▸ **Documento fuente**:
La muerte está llamando a la puerta de Sean y con él —parece querer decirnos Campillo— al de Act Up. Silencio, acompañemos al penitente en su último via crucis, pero sin exceso de lágrimas o melodrama familiar pues no hay familia; la familia es Act Up; eso ya ha sido establecido así; y por eso en las escenas finales la madre de Sean es más una acompañante que una sufridora o una pieza clave en el puzle personal del film: la familia es Nathan; es Sophie; es Thibault; es Max. Campillo no quiere que lloremos las muertes que se llevó la inacción y la doble moral en los 90; quiere que las contemplemos en silencio mientras sentimos que se nos rasga la piel. Y estas rasgaduras solo las deja de lado en dos momentos de evasión. El primero, cuando Sean y Nathan viajan a la playa y la cámara se regocija de la belleza natural de la espuma en el mar y las rocas en la arena. El segundo, durante la masturbación de Nathan a Sean, una escena íntima, erótica y también triste y desgarradora que termina con unas risas que nos hacen olvidar el drama. El sexo, entiende Campillo, es la única manera de huir para alguien que ya siente el aliento de la Parca respirando en su nuca. Nathan limpia el semen del vientre de Sean y el momento es tan sagrado y tan cargado de significado —puede ser este, se pregunta el espectador, el último momento de felicidad, de juventud alocada, que vivan estos dos seres antes de que todo acabe— que no parece descabellado creer que del pañuelo saldrá impreso el rostro de Sean, inmaculado, bendito, inmortal.

▸ **Objetivo de la tarea**:
Indica si cada afirmación concuerda con el texto sobre la película de Campillo y justifica cada respuesta con una cita literal del texto: (a) en las escenas finales, la madre de Sean es una pieza clave en el puzle personal del film; (b) las rasgaduras solo se dejan de lado en dos momentos de evasión; (c) la escena íntima entre Nathan y Sean termina con llanto. Las filas no hacen falta para resolver nada.

[Entradas de datos recopiladas]
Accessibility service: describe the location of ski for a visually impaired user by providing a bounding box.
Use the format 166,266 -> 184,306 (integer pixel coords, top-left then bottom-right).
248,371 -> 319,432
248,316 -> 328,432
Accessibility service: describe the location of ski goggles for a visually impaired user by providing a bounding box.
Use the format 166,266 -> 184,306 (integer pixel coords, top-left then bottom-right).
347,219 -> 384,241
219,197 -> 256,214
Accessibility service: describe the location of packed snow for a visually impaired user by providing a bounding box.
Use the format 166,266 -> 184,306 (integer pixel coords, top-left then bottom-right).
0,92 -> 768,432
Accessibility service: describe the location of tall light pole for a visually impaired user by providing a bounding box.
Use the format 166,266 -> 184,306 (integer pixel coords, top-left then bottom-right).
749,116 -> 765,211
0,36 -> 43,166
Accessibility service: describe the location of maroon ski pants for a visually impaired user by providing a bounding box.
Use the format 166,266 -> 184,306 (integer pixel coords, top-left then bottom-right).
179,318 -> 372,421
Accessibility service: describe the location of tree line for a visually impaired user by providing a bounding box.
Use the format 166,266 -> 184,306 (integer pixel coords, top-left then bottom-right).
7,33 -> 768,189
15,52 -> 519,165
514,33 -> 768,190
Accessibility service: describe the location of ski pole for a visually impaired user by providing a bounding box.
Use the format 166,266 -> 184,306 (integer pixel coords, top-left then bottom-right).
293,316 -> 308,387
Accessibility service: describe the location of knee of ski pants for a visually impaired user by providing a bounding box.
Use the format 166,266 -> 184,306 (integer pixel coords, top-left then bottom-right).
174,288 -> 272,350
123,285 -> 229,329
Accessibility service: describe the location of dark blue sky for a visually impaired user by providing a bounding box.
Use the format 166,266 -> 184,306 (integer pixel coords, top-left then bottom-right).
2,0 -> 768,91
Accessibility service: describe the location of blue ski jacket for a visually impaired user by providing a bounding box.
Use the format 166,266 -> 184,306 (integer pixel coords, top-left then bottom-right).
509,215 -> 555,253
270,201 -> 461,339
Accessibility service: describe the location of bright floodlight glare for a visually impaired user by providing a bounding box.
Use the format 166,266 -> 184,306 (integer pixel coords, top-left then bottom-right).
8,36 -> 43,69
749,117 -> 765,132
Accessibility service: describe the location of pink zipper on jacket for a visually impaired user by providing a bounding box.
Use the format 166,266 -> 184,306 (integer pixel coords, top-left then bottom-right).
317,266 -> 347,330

▸ **Respuesta**:
(a) No: «la madre de Sean es más una acompañante que una sufridora o una pieza clave en el puzle personal del film».
(b) Sí: «Y estas rasgaduras solo las deja de lado en dos momentos de evasión».
(c) No: «termina con unas risas que nos hacen olvidar el drama».